## begin DATA FOR THIS EXERCISE

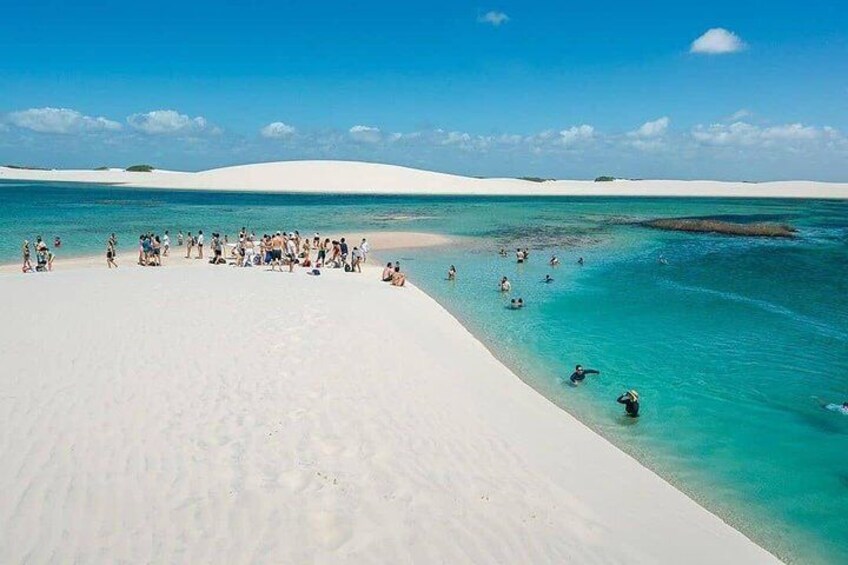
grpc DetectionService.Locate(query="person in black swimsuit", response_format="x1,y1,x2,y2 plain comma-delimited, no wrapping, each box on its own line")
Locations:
616,390,639,418
568,365,601,384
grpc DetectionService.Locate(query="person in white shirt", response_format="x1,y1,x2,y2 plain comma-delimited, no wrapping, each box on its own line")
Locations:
162,230,171,257
359,237,371,263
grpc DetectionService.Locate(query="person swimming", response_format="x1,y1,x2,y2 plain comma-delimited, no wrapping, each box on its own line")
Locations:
616,390,639,418
568,365,601,384
500,277,512,292
825,401,848,416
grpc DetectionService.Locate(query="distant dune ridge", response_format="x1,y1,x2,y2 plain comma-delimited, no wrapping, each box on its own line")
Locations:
0,161,848,199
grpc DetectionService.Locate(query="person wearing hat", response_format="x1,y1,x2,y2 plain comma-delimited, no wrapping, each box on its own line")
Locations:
616,390,639,418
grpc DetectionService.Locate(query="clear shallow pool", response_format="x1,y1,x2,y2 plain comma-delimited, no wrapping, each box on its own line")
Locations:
0,183,848,563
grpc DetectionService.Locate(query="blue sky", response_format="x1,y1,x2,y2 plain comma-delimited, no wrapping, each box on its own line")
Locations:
0,0,848,180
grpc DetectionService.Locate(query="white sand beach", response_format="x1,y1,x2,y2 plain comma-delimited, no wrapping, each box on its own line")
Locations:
0,161,848,199
0,258,776,563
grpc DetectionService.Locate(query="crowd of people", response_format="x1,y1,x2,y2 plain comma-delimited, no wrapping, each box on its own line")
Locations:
21,236,55,273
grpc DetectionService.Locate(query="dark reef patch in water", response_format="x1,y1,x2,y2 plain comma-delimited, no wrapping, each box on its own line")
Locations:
639,218,797,238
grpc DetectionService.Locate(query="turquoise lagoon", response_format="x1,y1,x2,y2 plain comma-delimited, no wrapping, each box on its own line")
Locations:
0,182,848,563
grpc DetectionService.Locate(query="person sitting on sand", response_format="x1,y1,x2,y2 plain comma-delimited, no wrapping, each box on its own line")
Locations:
616,390,639,418
568,365,601,384
500,277,512,292
382,261,395,282
392,266,406,286
21,239,32,273
350,247,365,273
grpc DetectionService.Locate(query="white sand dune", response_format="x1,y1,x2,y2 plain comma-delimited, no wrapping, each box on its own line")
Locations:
0,161,848,199
0,262,775,563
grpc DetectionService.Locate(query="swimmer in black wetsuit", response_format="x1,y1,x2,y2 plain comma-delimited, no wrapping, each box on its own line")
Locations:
616,390,639,418
568,365,601,384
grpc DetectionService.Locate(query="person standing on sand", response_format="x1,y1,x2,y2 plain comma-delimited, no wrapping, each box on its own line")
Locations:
109,232,118,259
106,237,118,269
359,237,371,263
286,232,297,273
162,230,171,257
392,265,406,286
21,239,32,273
350,247,364,273
197,230,203,259
339,238,348,263
271,232,283,271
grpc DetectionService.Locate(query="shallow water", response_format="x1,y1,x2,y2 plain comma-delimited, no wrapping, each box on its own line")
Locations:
0,182,848,563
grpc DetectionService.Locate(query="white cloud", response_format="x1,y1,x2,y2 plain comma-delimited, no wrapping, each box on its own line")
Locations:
689,27,747,55
348,126,383,143
477,11,509,27
559,124,595,145
127,110,219,135
726,108,754,122
259,122,296,139
692,122,842,147
628,116,671,138
8,108,121,134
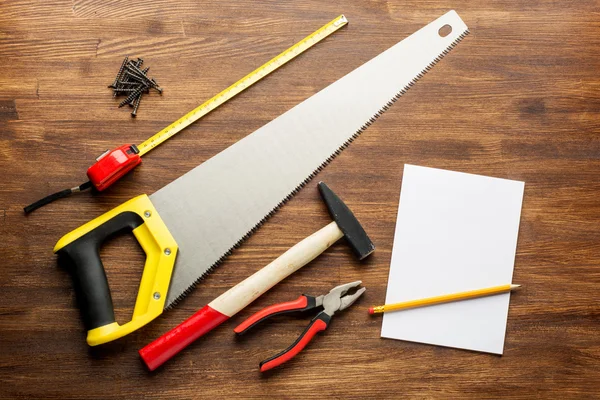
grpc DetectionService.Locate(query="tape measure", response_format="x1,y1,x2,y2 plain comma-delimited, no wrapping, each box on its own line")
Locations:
24,15,348,214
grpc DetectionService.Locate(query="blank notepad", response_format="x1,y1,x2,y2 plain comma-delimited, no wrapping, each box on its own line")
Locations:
381,165,525,354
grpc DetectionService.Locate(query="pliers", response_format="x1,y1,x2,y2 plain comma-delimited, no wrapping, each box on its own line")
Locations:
233,281,367,372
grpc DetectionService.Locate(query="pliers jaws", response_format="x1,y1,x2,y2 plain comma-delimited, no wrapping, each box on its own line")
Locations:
319,281,367,316
233,281,367,372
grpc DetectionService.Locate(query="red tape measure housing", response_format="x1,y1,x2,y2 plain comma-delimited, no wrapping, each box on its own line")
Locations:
87,144,142,191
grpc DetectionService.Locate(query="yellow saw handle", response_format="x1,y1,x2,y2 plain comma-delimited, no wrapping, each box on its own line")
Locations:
54,195,178,346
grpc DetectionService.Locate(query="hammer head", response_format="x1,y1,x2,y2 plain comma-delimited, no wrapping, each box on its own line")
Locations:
318,182,375,260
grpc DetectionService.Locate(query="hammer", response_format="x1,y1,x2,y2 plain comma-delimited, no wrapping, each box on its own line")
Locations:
139,182,375,371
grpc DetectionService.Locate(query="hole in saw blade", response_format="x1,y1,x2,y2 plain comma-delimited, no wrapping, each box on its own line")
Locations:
438,24,452,37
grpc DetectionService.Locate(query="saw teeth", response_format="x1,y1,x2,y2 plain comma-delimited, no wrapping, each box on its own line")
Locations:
165,29,470,310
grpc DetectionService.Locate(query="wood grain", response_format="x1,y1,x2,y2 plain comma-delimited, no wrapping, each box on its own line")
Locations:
0,0,600,399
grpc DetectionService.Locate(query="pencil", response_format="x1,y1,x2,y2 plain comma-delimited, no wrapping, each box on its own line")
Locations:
369,284,521,314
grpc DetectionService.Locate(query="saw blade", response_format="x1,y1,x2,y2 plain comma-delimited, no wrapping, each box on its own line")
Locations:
150,11,468,308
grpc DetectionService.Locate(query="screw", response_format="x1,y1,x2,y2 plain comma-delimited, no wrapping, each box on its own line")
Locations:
113,88,137,93
109,56,129,88
119,85,147,108
131,93,142,117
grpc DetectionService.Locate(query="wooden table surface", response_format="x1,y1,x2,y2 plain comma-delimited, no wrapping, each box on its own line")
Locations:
0,0,600,399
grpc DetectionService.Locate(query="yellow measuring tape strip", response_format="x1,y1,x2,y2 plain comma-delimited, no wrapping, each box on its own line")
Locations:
137,15,348,156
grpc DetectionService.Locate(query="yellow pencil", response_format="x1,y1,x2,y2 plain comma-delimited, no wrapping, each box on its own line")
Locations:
369,284,521,314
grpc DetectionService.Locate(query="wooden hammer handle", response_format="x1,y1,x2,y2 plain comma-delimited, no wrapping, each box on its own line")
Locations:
209,222,344,317
139,222,344,370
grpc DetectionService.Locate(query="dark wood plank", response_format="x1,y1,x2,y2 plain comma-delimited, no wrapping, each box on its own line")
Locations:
0,0,600,399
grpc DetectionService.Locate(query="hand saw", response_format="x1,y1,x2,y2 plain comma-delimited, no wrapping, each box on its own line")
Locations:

## end DATA FOR THIS EXERCISE

_WHAT TO DO_. Copy every line of the items above verbatim, leaving the pictures out.

_WRITTEN ANSWER_.
grpc DetectionService.Locate(query="person in black swimsuit", response_format="x1,y1,x2,y2 plain comma-delimited, no wrapping, each box on its own line")
Locations:
616,390,639,418
568,365,601,384
grpc DetectionService.Locate(query="person in white shirt", response_format="x1,y1,x2,y2 plain comma-delimited, no wrapping, each box on its own line")
Locations:
162,230,171,257
359,237,371,263
grpc DetectionService.Locate(query="person swimming", response_format="x1,y1,x2,y2 plain comma-delimited, no wrapping, each box on its own line")
Locations:
616,390,639,418
568,365,601,384
500,277,512,292
825,401,848,416
grpc DetectionService.Locate(query="distant dune ridge", response_format="x1,y1,x2,y2 plain comma-delimited, no wrapping, each box on its own line")
Locations:
0,161,848,199
grpc DetectionService.Locate(query="person wearing hat", response_format="x1,y1,x2,y2 plain comma-delimited, no wrapping, each box on its own line")
Locations:
616,390,639,418
grpc DetectionService.Locate(query="clear shallow pool", response_format="x1,y1,x2,y2 plain comma-delimited, no wrapping, each box on its own line")
Locations:
0,183,848,563
grpc DetectionService.Locate(query="blue sky", response_format="x1,y1,x2,y2 plain comma-delimited, no wrapping, each box on its own line")
Locations:
0,0,848,180
grpc DetectionService.Locate(query="white sand beach", response_format="x1,y1,x2,y2 plain comma-delimited, no wrapping, each box on its own line")
Locations:
0,161,848,199
0,258,776,563
grpc DetectionService.Locate(query="crowd of people", response_format="x1,y1,x2,y2 plain comma-delimited, no wrapping, each box on its own line")
Locations:
21,236,55,273
grpc DetectionService.Locate(query="dark reef patch in water", response_format="x1,y1,x2,y2 plain comma-delimited, no wrapping, each box on its own line")
Locations:
639,218,797,238
grpc DetectionService.Locate(query="turquoise lagoon", response_format="x1,y1,x2,y2 plain comma-delimited, no wrapping, each box on its own line")
Locations:
0,182,848,563
grpc DetectionService.Locate(query="person sitting on sand", response_format="x1,y1,x2,y2 plain comma-delimited, no wrapping, each box on its own line")
Locations:
616,390,639,418
568,365,601,384
500,277,512,292
382,261,395,282
392,266,406,286
21,239,32,273
350,247,365,273
grpc DetectionService.Locate(query="white sand dune", response_format="x1,y1,x2,y2 plain comma-delimited, no wrapping, each box on its own line")
Locations:
0,161,848,199
0,262,775,563
grpc DetectionService.Locate(query="swimmer in black wetsuit", response_format="x1,y1,x2,y2 plain comma-delimited, no wrapping, each box on its own line")
Locations:
616,390,639,418
568,365,601,384
grpc DetectionService.Locate(query="person standing on sand", response_format="x1,y1,x2,y2 plain comma-delimited, no wrapping, each box on its own line")
Locations:
109,232,118,259
106,237,118,269
359,237,371,263
286,232,297,273
162,230,171,257
392,265,406,286
21,239,32,273
350,247,364,273
197,230,203,259
339,238,348,263
271,232,283,271
grpc DetectionService.Locate(query="shallow water", response_format="x1,y1,x2,y2 plain comma-delimited, no wrapping, each box on its own line")
Locations:
0,182,848,563
grpc DetectionService.Locate(query="white cloud", response_format="x1,y1,x2,y2 plain comma-delimited, no wrapping, each box on its own line")
Locations:
689,27,747,55
348,126,383,143
477,11,509,27
559,124,595,145
127,110,219,135
726,108,754,122
259,122,296,139
692,122,842,147
628,116,671,138
8,108,121,134
grpc DetectionService.Locate(query="tape measure", response_format="x1,y1,x2,y2 plain comma-delimited, no wrapping, each box on its own line")
Locations:
24,15,348,214
grpc DetectionService.Locate(query="blank notepad", response_format="x1,y1,x2,y2 plain comma-delimited, no wrapping, each box on its own line")
Locations:
381,165,525,354
grpc DetectionService.Locate(query="pliers", response_format="x1,y1,x2,y2 plain comma-delimited, no wrapping, each box on its own line")
Locations:
233,281,367,372
grpc DetectionService.Locate(query="pliers jaws", response_format="x1,y1,x2,y2 plain comma-delimited, no wrapping, each box on its own line")
Locations:
319,281,367,316
233,281,367,372
grpc DetectionService.Locate(query="red tape measure housing", response_format="x1,y1,x2,y2 plain comma-delimited, no wrapping, each box on its own line")
Locations:
87,144,142,191
grpc DetectionService.Locate(query="yellow saw handle", response_format="x1,y1,x2,y2 plain comma-delimited, no wrapping, each box on its own line")
Locations:
54,195,178,346
grpc DetectionService.Locate(query="hammer head", response_format="x1,y1,x2,y2 plain comma-delimited, no wrapping, each box on its own line")
Locations:
318,182,375,260
grpc DetectionService.Locate(query="hammer", response_format="x1,y1,x2,y2 plain comma-delimited, no wrapping, each box on its own line")
Locations:
139,182,375,371
grpc DetectionService.Locate(query="hole in saw blade", response_format="x1,y1,x2,y2 plain comma-delimited, no wrapping, each box on its own line")
Locations:
438,24,452,37
grpc DetectionService.Locate(query="saw teeth", response_format="x1,y1,x2,y2 plain comma-delimited, no wrapping, each box on its own line")
Locations:
165,29,470,310
grpc DetectionService.Locate(query="wood grain", response_format="x1,y1,x2,y2 plain comma-delimited, no wrapping, each box on its own line")
Locations:
0,0,600,399
grpc DetectionService.Locate(query="pencil", response_format="x1,y1,x2,y2 plain comma-delimited, no wrapping, each box on its own line")
Locations:
369,284,521,314
grpc DetectionService.Locate(query="saw blade", response_format="x1,y1,x2,y2 plain comma-delimited, no wrapping, each box on its own line")
Locations:
150,11,468,308
grpc DetectionService.Locate(query="screw", response_format="x1,y1,x2,y2 plain comma-delimited, no wrapping, each box on its own line")
Locations:
113,88,137,93
109,56,129,88
119,85,147,108
131,93,142,117
grpc DetectionService.Locate(query="wooden table surface", response_format="x1,y1,x2,y2 plain comma-delimited, no wrapping, each box on its own line")
Locations:
0,0,600,399
grpc DetectionService.Locate(query="yellow measuring tape strip", response_format="x1,y1,x2,y2 plain comma-delimited, no wrapping, each box on its own line")
Locations:
137,15,348,156
grpc DetectionService.Locate(query="yellow pencil", response_format="x1,y1,x2,y2 plain comma-delimited, no wrapping, each box on its own line")
Locations:
369,284,521,314
grpc DetectionService.Locate(query="wooden hammer handle", response_format="x1,y1,x2,y2 plain comma-delimited, no wrapping, each box on its own line")
Locations:
209,222,344,317
139,222,344,370
grpc DetectionService.Locate(query="dark wood plank", response_format="x1,y1,x2,y2 plain comma-delimited, no wrapping, each box on its own line")
Locations:
0,0,600,399
grpc DetectionService.Locate(query="hand saw", response_format="x1,y1,x2,y2 plain comma-delimited, no wrapping, each box on its own line")
Locations:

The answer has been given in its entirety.